(Lines of data)
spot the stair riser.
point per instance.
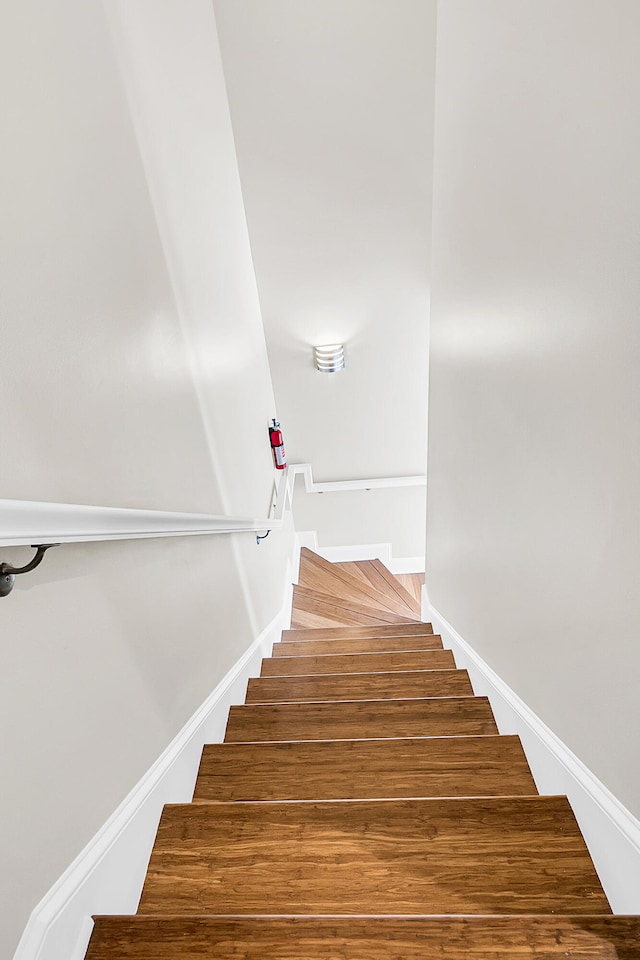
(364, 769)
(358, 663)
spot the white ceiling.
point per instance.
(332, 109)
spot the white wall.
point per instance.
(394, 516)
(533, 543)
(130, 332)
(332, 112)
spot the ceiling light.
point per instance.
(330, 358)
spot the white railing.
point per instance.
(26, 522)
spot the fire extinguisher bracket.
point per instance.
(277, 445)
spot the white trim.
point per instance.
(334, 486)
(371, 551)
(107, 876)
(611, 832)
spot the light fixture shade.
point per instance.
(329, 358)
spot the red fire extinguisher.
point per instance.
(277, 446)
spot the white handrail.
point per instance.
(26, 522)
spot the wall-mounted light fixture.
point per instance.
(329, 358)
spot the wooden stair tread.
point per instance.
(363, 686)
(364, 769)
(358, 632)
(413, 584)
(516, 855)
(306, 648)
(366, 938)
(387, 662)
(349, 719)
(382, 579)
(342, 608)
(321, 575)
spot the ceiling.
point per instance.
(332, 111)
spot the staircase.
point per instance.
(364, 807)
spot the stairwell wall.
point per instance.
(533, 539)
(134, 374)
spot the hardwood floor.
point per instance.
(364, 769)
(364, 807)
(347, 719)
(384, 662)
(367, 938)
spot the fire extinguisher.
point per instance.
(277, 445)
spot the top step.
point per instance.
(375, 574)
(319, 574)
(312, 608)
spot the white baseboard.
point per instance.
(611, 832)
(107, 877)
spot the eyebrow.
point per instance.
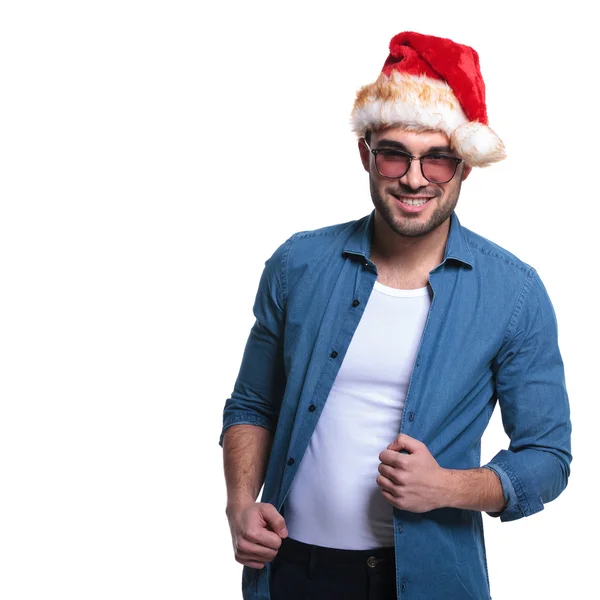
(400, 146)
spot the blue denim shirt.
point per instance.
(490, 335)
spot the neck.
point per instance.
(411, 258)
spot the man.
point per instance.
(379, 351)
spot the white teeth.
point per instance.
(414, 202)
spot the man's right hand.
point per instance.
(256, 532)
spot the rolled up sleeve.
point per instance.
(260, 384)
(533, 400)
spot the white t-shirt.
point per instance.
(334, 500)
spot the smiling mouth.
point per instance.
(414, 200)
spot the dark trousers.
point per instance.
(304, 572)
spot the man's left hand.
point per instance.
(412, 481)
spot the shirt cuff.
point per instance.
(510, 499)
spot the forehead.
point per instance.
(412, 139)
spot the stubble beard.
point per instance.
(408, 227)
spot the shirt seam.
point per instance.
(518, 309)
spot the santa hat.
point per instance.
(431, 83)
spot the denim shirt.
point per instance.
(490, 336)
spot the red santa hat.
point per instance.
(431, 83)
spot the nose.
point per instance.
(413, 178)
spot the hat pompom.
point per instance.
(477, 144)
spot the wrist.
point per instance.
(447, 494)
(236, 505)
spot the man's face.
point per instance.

Exercise details >>
Format the records as a Markdown table with the columns "Row" and "Line", numbering each line and skipping any blank lines. Leave the pictures out of the table.

Output below >>
| Row | Line |
|---|---|
| 1 | spot the stair riser. |
| 2 | point per instance. |
| 3 | (364, 769) |
| 4 | (358, 663) |
| 5 | spot the white ceiling. |
| 6 | point per instance. |
| 7 | (332, 109) |
| 8 | spot the white wall. |
| 9 | point per instance. |
| 10 | (394, 516) |
| 11 | (533, 543) |
| 12 | (130, 332) |
| 13 | (332, 112) |
| 14 | spot the ceiling light. |
| 15 | point per instance. |
| 16 | (330, 358) |
| 17 | spot the white railing. |
| 18 | point per instance. |
| 19 | (26, 522) |
| 20 | spot the fire extinguisher bracket. |
| 21 | point per instance. |
| 22 | (277, 445) |
| 23 | spot the white trim. |
| 24 | point per instance. |
| 25 | (334, 486) |
| 26 | (371, 551) |
| 27 | (107, 876) |
| 28 | (611, 832) |
| 29 | spot the light fixture shade. |
| 30 | point per instance. |
| 31 | (329, 358) |
| 32 | spot the red fire extinguisher. |
| 33 | point per instance. |
| 34 | (277, 446) |
| 35 | spot the white handrail. |
| 36 | point per instance. |
| 37 | (26, 522) |
| 38 | spot the wall-mounted light fixture. |
| 39 | point per instance. |
| 40 | (329, 358) |
| 41 | spot the wooden stair tread. |
| 42 | point per instance. |
| 43 | (363, 686) |
| 44 | (364, 769) |
| 45 | (358, 632) |
| 46 | (413, 584) |
| 47 | (516, 855) |
| 48 | (306, 648) |
| 49 | (366, 938) |
| 50 | (387, 662) |
| 51 | (349, 719) |
| 52 | (382, 579) |
| 53 | (342, 608) |
| 54 | (321, 575) |
| 55 | spot the ceiling. |
| 56 | point per instance. |
| 57 | (332, 111) |
| 58 | spot the staircase. |
| 59 | point per instance. |
| 60 | (364, 807) |
| 61 | spot the stairwell wall. |
| 62 | point per instance. |
| 63 | (533, 539) |
| 64 | (134, 374) |
| 65 | spot the hardwood floor. |
| 66 | point per instance. |
| 67 | (364, 769) |
| 68 | (364, 807) |
| 69 | (347, 719) |
| 70 | (384, 662) |
| 71 | (367, 938) |
| 72 | spot the fire extinguisher. |
| 73 | point per instance. |
| 74 | (277, 445) |
| 75 | spot the top step. |
| 76 | point per instance. |
| 77 | (375, 574) |
| 78 | (319, 574) |
| 79 | (312, 608) |
| 80 | spot the white baseboard. |
| 81 | point per instance. |
| 82 | (611, 832) |
| 83 | (107, 877) |
| 84 | spot the eyebrow. |
| 85 | point per instance. |
| 86 | (400, 146) |
| 87 | spot the blue denim shirt. |
| 88 | point per instance. |
| 89 | (490, 335) |
| 90 | spot the neck. |
| 91 | point per instance. |
| 92 | (411, 258) |
| 93 | spot the man. |
| 94 | point per instance. |
| 95 | (379, 351) |
| 96 | spot the white teeth. |
| 97 | point per instance. |
| 98 | (414, 202) |
| 99 | spot the man's right hand. |
| 100 | point per instance. |
| 101 | (256, 532) |
| 102 | spot the rolled up sleeve. |
| 103 | point per instance. |
| 104 | (260, 384) |
| 105 | (533, 400) |
| 106 | spot the white t-shirt. |
| 107 | point per instance. |
| 108 | (334, 500) |
| 109 | spot the smiling mouth. |
| 110 | point per instance. |
| 111 | (414, 200) |
| 112 | spot the dark trousers. |
| 113 | point per instance. |
| 114 | (304, 572) |
| 115 | spot the man's left hand. |
| 116 | point per instance. |
| 117 | (412, 481) |
| 118 | spot the shirt cuff. |
| 119 | point per instance. |
| 120 | (510, 499) |
| 121 | spot the forehead. |
| 122 | point per instance. |
| 123 | (412, 139) |
| 124 | spot the stubble beard. |
| 125 | point per instance. |
| 126 | (408, 227) |
| 127 | spot the shirt seam. |
| 128 | point per instance. |
| 129 | (518, 309) |
| 130 | spot the santa hat. |
| 131 | point per instance. |
| 132 | (431, 83) |
| 133 | spot the denim shirt. |
| 134 | point per instance. |
| 135 | (490, 336) |
| 136 | spot the red santa hat. |
| 137 | point per instance. |
| 138 | (431, 83) |
| 139 | spot the nose. |
| 140 | point per instance. |
| 141 | (413, 178) |
| 142 | spot the hat pompom. |
| 143 | point per instance. |
| 144 | (477, 144) |
| 145 | spot the wrist. |
| 146 | point per instance. |
| 147 | (447, 494) |
| 148 | (236, 505) |
| 149 | spot the man's face. |
| 150 | point per instance. |